> [What you need to do]
Change "folded napkin" to "paper plate" in the items from the line containing "Each instance receives one keypoint. Mark the folded" through the end of the items, and give those lines with nothing else altered.

> [Input for this task]
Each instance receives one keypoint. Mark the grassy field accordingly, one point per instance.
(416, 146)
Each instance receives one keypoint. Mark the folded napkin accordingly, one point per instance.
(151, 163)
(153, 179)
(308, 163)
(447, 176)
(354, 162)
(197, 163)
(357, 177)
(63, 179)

> [Answer to this problem]
Each instance receives one keypoint. Mark the paper plate accordingly, one point per instance.
(151, 163)
(153, 179)
(308, 163)
(447, 176)
(354, 162)
(197, 163)
(357, 177)
(63, 179)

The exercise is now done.